**Prompt:** Please copy out the lines from the one containing "An <instance> block" through the one containing "box: [275, 232, 317, 269]", both included, without changing anything.

Start of Information shown

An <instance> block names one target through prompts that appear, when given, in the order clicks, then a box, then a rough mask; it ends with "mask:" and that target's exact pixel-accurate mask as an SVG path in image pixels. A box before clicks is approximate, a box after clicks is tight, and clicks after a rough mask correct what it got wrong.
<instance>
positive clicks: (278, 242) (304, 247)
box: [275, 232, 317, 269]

End of Information shown
Start of Information shown

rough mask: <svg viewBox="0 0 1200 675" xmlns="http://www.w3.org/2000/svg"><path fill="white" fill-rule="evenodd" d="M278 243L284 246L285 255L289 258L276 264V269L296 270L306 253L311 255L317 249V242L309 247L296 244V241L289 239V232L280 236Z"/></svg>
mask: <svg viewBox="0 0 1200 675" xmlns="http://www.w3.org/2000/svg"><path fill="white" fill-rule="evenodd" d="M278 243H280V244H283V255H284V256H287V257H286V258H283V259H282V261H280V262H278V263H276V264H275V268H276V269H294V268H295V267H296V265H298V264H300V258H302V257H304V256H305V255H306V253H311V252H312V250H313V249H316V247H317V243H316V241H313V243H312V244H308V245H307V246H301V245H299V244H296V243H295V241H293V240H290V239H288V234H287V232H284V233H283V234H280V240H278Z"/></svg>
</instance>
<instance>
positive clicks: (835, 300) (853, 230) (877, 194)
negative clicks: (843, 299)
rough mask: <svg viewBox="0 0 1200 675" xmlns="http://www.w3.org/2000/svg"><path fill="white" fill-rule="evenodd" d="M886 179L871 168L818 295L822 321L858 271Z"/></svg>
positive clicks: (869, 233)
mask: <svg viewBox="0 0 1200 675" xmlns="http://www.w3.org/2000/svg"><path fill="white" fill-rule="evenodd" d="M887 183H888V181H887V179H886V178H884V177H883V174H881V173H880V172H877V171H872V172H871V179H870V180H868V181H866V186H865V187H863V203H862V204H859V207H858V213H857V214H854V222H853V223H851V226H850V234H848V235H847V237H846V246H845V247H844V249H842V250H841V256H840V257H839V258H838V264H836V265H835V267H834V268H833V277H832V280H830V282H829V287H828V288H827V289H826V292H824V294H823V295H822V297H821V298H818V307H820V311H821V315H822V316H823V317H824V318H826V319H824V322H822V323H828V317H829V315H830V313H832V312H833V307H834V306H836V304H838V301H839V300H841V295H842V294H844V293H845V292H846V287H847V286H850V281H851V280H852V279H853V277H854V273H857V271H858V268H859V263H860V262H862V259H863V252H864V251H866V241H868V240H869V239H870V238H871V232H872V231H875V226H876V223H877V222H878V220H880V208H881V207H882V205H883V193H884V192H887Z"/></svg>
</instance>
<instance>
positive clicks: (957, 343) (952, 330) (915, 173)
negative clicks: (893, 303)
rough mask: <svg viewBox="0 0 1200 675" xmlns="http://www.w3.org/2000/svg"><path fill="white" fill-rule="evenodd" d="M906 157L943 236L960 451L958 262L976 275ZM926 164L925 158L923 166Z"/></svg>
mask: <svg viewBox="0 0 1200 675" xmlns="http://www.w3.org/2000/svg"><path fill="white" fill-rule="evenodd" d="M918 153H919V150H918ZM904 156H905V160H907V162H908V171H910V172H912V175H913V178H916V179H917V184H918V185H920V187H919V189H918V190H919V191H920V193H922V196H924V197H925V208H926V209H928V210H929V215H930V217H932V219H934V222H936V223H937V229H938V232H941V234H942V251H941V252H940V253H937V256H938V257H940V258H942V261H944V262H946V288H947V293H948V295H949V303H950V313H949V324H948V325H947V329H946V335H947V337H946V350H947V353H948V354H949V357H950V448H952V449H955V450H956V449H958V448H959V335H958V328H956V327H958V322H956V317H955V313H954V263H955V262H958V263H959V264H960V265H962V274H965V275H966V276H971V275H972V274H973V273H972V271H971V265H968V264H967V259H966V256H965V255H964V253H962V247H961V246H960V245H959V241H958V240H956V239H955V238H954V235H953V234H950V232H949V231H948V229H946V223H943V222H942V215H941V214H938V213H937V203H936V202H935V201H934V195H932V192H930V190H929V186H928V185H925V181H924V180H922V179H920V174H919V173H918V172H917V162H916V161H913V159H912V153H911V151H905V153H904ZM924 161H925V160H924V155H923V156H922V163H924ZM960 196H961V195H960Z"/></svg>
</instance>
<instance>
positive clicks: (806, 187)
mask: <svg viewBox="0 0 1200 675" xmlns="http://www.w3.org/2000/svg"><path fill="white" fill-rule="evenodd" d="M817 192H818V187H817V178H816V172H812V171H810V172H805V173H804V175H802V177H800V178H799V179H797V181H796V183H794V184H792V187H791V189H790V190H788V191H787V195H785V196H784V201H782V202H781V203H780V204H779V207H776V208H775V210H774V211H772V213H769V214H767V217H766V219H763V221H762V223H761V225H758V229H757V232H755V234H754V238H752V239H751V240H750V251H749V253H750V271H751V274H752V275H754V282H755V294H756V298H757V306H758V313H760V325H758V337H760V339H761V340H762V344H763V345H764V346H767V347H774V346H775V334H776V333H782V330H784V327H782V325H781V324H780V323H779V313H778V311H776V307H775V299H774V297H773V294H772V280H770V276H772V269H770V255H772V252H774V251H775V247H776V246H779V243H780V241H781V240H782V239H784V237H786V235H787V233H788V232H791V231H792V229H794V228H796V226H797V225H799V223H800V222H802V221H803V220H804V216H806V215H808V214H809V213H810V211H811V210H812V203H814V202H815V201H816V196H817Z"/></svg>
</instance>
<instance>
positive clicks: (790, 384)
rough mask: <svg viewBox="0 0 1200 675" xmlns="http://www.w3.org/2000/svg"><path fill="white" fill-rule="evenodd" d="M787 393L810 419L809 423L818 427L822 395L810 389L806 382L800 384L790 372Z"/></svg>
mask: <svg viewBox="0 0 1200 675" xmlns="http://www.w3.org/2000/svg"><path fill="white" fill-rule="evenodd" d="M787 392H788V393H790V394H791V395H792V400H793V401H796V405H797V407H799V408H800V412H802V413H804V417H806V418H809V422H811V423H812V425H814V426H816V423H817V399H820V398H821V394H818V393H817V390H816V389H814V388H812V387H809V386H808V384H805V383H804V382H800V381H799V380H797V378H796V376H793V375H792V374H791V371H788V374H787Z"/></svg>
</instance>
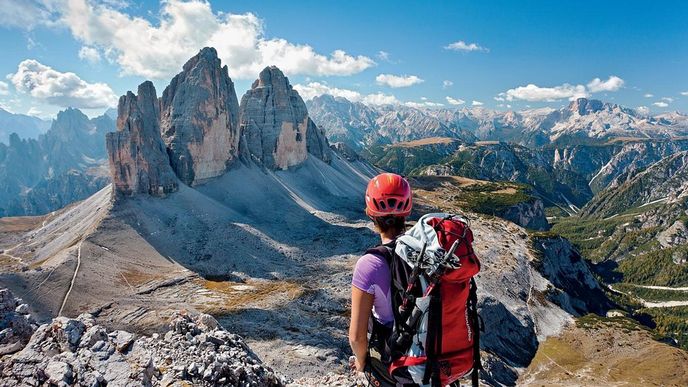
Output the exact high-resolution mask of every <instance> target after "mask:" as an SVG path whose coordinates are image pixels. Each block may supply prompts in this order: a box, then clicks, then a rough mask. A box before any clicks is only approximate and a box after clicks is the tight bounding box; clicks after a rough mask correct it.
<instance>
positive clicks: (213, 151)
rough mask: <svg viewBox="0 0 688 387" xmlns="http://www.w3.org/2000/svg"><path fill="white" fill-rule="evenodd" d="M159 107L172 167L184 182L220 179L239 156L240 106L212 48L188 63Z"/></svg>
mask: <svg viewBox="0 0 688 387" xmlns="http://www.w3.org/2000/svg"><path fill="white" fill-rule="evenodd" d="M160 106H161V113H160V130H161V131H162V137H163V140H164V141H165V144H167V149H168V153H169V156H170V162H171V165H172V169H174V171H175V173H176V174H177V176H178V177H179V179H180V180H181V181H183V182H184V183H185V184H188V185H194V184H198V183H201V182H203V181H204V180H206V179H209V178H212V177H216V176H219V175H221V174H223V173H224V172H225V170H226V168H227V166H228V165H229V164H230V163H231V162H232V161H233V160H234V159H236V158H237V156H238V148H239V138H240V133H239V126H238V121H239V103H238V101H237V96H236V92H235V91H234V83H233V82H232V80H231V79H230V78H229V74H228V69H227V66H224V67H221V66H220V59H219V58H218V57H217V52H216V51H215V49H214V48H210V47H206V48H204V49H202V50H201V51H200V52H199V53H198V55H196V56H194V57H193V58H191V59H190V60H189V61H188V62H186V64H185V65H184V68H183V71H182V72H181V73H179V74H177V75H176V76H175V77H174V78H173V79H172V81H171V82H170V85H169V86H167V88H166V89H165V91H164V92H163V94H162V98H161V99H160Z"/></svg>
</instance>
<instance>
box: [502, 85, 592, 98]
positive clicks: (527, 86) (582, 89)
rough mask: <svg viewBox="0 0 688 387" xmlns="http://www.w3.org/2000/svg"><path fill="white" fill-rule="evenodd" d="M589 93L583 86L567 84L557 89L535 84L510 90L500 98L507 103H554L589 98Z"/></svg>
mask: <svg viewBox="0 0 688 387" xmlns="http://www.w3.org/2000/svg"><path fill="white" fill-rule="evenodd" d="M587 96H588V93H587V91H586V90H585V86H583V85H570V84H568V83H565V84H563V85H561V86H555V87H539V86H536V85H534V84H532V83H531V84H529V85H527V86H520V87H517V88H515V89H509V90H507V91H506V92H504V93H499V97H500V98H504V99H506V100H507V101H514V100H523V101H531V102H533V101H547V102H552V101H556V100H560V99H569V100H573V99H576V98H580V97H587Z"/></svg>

End of Information shown

**Result below:**
An <instance> block names one target through prompts that appear, when given, in the order clicks, then a box, then a rough mask; it ends with "mask:" and that target's exact pixel-accurate mask as an SVG path in image pixels. A box before clicks is approximate, a box after clicks is tight, and clicks after a rough mask correct what it got wrong.
<instance>
positive clicks: (278, 242) (304, 247)
box: [275, 232, 317, 269]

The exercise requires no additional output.